═════ Passage

As an Austrian Reischek was advantaged in his relations with Maori in the period following the wars of the 1860s. To help his amicable bartering and purchase of a variety of artefacts he sang, played the mouth organ and had Caesar perform tricks. However, if an open approach failed he did not hesitate to use subterfuge, often turning Maori customs, such as fear of tapu, to his advantage. He frequently dug up pa sites and burial caves, taking human skulls, tools and ornaments.
Reischek's most famous exploit was his removal of the 'Kawhia mummies'. The King Country had been largely closed to Europeans since 1864, but by 1881 Tawhiao, the Maori King, was interested in re-establishing contact. After extensive negotiations Reischek gained Tawhiao's trust, and was permitted to conduct expeditions around Pirongia Mountain and Kawhia Harbour. Eventually Hochstetter's description of the sacred burial caves in cliffs on the Awaroa River proved irresistible, and knowing the value placed on complete human remains Reischek mounted an assault. Under the cover of darkness and with the aid of helpers he extricated two desiccated corpses, which were smuggled out of the area. One of the bodies was probably that of Tupahau, a seventeenth century Tainui chief; both ended up in the Imperial Natural History Museum at Vienna.
The seeming hypocrisy of Reischek's behaviour was characteristic of nineteenth century scientific thought, and is also reflected in his view of nature. He felt no compunction about shooting hundreds of rare native birds – having discovered the nearly extinct stitchbird he eventually shot a total of 150 specimens. However, he could at times express an awareness of ecological and conservationist principles, perceiving a 'connection and coherence of the manifold works of God' and decrying 'civilised man' who 'destroys the wonderful equipoise of Nature' and is 'not even capable of repairing the damage he causes'.
Reischek finally left New Zealand on 20 February 1889. The Auckland Weekly News described him as 'the best ornithologist New Zealand ever saw', and the Auckland Institute wished him 'the success and recognition in Europe which his arduous and valuable researches in New Zealand so well deserve.' He arrived in Vienna on 15 April to be greeted by his wife.
Reischek had the largest single collection of ethnological and natural history specimens ever taken to Europe from New Zealand. It attracted passing popular attention but few buyers, and was eventually sold for a modest sum.

══════════

**Check your understanding**
A) In the passage on Reischek, what did he do to help his bartering and purchase of artefacts? List every item.
B) Rewrite the paragraph of the passage on Reischek that begins "Reischek's most famous exploit" as a short bulleted list, keeping its main facts.
C) Do these statements agree with the passage on Reischek? Answer yes or no for each and quote the words that decide it. (i) Reischek shot 150 stitchbird specimens. (ii) Reischek's collection found many buyers and sold for a large sum. (iii) Reischek's wife greeted him in Auckland.

═════ Data listing

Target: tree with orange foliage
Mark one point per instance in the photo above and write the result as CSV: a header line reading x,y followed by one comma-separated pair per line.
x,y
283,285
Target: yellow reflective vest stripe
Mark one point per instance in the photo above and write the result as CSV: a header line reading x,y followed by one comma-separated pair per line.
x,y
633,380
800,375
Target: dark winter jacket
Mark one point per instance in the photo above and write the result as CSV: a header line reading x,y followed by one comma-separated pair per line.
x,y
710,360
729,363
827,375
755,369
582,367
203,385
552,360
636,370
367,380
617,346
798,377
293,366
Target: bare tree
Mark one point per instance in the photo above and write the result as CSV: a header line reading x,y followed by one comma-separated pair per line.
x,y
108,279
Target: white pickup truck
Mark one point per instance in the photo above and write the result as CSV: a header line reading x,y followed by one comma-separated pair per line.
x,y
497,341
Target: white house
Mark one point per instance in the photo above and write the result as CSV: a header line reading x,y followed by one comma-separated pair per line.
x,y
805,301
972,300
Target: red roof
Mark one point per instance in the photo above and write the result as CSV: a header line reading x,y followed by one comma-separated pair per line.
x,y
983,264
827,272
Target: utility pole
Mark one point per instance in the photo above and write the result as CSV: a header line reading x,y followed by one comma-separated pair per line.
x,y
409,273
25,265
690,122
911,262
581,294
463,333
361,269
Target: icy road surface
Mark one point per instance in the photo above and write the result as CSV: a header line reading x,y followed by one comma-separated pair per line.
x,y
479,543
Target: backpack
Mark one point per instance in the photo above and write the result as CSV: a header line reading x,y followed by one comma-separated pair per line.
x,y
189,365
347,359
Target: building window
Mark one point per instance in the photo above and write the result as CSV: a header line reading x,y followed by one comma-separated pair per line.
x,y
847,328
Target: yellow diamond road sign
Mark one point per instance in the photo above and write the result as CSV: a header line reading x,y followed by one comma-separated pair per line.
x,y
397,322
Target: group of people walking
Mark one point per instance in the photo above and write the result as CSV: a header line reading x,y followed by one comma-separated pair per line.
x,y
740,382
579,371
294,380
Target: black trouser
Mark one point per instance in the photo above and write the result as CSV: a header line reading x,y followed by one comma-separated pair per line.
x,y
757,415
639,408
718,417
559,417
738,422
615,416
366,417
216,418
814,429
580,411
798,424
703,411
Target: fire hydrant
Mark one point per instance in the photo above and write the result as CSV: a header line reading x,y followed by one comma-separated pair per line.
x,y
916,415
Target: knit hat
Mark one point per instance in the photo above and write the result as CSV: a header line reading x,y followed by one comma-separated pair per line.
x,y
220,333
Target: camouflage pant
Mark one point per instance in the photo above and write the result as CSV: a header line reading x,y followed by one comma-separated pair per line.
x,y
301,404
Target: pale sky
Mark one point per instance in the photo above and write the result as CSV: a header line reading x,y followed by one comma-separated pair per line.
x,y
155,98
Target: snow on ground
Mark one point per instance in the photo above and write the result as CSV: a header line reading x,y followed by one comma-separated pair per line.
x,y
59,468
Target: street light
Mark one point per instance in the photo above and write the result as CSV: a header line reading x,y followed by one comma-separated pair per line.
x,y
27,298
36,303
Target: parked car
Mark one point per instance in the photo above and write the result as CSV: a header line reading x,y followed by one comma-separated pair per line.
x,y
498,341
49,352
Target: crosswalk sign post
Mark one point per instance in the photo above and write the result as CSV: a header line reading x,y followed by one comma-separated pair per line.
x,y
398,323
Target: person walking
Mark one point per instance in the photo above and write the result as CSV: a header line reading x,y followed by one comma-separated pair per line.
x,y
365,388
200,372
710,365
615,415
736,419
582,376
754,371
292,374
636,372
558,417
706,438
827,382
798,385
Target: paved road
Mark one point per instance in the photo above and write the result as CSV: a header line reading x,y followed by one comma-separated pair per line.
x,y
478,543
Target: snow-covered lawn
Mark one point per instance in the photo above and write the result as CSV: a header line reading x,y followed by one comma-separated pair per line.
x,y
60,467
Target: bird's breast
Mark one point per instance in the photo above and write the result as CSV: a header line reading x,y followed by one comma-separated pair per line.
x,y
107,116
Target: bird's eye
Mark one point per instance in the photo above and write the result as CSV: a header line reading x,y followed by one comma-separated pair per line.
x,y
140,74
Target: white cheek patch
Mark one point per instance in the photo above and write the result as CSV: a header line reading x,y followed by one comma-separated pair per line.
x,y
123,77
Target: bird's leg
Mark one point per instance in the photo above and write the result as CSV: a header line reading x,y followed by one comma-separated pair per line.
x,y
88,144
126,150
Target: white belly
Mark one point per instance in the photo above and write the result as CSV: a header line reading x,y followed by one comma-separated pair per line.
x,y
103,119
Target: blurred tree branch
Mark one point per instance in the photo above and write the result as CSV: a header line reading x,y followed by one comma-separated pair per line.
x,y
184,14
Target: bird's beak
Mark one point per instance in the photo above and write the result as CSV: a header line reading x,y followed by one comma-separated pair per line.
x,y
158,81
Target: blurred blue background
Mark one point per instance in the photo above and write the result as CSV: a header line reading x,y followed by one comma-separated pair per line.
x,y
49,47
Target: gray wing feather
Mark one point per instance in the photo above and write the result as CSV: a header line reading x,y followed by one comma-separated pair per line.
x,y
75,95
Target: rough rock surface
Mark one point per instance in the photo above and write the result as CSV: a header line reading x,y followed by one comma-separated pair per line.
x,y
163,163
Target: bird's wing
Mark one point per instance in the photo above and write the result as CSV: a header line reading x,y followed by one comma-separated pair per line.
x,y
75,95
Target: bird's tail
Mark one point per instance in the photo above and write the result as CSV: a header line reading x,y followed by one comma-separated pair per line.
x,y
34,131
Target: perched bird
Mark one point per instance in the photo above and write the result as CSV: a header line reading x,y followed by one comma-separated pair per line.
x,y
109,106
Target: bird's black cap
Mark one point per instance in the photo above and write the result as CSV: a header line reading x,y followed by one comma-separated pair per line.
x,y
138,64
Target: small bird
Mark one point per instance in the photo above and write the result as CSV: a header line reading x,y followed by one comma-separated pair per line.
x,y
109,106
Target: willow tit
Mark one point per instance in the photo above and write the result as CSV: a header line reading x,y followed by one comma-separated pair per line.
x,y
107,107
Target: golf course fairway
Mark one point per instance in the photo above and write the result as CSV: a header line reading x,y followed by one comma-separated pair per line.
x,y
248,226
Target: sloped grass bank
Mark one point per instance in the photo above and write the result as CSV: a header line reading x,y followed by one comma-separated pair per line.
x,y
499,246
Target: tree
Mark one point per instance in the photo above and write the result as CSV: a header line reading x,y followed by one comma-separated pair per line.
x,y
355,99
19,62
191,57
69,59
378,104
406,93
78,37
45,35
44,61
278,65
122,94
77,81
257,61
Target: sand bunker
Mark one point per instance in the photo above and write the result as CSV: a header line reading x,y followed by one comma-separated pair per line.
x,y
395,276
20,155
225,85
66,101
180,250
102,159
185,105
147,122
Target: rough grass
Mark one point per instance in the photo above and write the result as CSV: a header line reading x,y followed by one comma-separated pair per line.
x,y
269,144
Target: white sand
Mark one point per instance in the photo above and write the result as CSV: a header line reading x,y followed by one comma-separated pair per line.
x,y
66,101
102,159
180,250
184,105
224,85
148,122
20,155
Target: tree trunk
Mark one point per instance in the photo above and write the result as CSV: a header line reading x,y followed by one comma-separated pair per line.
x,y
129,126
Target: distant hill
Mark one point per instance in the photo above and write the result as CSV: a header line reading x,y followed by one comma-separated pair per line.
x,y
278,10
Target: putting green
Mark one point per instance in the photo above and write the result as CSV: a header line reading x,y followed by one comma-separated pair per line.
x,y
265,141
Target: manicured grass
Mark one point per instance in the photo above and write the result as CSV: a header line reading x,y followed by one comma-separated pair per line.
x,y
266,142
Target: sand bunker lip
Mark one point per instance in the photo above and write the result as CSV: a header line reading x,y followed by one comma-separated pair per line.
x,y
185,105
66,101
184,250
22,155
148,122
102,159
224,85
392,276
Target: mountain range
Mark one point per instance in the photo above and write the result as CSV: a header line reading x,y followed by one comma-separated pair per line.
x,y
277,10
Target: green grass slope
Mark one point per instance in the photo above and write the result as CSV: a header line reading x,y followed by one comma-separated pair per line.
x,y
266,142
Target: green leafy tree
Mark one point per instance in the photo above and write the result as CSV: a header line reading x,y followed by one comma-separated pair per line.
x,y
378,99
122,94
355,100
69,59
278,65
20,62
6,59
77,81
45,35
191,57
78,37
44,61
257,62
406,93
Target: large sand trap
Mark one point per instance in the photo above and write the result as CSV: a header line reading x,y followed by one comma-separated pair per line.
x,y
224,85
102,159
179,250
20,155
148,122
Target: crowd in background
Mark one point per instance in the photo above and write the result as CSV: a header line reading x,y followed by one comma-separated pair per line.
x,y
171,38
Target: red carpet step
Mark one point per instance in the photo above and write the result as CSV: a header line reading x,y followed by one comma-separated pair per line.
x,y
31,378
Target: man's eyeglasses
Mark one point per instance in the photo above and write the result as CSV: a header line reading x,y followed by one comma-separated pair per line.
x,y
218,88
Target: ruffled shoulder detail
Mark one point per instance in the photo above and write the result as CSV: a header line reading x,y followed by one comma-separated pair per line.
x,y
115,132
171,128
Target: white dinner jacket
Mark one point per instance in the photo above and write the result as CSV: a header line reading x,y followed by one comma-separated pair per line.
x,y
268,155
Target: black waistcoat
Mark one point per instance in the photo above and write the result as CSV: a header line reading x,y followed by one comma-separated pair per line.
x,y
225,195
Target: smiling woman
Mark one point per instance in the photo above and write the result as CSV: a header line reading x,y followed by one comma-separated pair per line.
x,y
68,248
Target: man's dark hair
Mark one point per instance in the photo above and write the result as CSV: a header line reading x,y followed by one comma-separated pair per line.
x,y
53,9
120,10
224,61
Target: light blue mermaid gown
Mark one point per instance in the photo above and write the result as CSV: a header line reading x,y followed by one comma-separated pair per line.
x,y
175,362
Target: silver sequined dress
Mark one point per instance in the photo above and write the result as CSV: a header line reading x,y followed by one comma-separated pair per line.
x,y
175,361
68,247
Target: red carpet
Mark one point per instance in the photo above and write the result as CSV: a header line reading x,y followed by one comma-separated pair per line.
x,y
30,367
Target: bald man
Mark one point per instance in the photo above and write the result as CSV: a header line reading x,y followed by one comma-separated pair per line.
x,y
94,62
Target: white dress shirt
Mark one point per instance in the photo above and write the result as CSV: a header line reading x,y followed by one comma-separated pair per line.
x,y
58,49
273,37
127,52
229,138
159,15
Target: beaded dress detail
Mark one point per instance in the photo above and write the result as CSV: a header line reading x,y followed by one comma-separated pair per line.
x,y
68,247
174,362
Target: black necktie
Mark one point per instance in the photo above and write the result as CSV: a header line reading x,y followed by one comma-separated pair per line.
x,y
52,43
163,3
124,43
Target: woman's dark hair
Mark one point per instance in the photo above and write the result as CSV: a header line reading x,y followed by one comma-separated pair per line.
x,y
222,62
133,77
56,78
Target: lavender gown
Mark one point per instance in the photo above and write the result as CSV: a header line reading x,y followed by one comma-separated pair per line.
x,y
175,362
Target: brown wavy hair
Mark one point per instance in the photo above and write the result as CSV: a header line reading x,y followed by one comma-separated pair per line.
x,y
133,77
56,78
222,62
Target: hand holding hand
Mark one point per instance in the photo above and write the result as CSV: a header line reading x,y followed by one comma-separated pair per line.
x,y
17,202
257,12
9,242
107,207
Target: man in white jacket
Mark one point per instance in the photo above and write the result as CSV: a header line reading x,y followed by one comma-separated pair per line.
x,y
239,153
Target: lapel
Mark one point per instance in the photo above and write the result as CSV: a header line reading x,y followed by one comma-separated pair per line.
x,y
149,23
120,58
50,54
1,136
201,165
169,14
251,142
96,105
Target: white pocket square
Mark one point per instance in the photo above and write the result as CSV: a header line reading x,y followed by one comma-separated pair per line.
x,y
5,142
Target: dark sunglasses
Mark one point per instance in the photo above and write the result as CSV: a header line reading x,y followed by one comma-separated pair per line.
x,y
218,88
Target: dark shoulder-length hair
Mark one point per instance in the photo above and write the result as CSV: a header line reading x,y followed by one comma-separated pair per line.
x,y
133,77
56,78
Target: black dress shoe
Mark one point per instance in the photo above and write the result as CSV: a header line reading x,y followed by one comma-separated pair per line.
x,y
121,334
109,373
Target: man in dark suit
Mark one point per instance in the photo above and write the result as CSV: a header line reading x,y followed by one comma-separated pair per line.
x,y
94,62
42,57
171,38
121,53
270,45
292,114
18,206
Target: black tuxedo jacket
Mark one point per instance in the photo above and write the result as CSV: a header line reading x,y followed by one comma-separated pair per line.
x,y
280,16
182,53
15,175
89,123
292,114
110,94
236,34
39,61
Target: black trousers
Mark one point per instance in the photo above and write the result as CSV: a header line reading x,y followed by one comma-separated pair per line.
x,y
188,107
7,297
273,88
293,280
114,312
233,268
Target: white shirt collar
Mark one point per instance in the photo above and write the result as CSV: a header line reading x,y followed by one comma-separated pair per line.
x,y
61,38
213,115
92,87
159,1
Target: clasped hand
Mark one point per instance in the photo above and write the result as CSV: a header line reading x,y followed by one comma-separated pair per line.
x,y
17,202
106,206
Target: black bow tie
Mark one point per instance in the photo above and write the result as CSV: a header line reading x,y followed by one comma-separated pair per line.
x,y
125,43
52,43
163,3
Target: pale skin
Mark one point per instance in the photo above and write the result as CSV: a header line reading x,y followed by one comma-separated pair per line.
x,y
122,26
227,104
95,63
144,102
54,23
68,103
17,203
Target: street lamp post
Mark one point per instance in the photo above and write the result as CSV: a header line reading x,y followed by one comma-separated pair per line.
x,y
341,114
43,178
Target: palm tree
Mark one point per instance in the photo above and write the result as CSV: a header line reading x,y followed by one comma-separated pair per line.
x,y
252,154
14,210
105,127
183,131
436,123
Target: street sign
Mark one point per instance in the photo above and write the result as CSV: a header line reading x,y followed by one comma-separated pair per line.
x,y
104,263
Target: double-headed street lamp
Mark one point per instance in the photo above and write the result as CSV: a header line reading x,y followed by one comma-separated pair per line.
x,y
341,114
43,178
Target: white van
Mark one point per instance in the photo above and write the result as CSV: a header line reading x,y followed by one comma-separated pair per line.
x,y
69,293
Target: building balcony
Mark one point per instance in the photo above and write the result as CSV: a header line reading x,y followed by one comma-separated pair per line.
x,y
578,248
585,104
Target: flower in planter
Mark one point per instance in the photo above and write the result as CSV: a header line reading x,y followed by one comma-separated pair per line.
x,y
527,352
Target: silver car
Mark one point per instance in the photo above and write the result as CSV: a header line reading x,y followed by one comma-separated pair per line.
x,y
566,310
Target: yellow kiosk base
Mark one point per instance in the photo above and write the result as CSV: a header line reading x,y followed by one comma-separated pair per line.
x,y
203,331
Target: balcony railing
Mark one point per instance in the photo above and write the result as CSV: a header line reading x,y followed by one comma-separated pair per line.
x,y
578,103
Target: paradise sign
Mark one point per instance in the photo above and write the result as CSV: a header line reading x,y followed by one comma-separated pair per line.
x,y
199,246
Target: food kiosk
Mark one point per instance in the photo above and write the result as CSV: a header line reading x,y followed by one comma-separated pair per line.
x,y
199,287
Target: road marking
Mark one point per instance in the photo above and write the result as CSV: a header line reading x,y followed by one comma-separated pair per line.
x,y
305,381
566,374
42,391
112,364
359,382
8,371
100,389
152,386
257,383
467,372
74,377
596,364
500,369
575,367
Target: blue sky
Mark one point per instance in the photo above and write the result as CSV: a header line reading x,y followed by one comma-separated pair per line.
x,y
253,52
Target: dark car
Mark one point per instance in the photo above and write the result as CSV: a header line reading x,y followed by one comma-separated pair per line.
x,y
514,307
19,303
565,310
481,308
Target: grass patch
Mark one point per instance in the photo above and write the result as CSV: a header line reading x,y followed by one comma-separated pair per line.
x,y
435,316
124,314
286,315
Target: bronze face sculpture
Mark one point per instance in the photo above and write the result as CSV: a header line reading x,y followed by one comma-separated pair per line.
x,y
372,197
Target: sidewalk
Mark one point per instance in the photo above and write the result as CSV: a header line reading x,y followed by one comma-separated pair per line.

══════════

**Written responses**
A)
- He sang.
- He played the mouth organ.
- He had Caesar perform tricks.

B)
- Reischek's most famous exploit was removing the "Kawhia mummies."
- The King Country had been largely closed to Europeans since 1864. By 1881 the Maori King, Tawhiao, was interested in renewing contact.
- After long negotiations Reischek won Tawhiao's trust. He was allowed to lead expeditions around Pirongia Mountain and Kawhia Harbour.
- Drawn by Hochstetter's description of sacred burial caves in cliffs on the Awaroa River, Reischek mounted an assault.
- At night, with helpers, he removed two desiccated corpses and had them smuggled out of the area.
- One was probably Tupahau, a seventeenth-century Tainui chief. Both bodies ended up in the Imperial Natural History Museum at Vienna.

C)
(i) Yes: "having discovered the nearly extinct stitchbird he eventually shot a total of 150 specimens"
(ii) No: "It attracted passing popular attention but few buyers, and was eventually sold for a modest sum."
(iii) No: "He arrived in Vienna on 15 April to be greeted by his wife."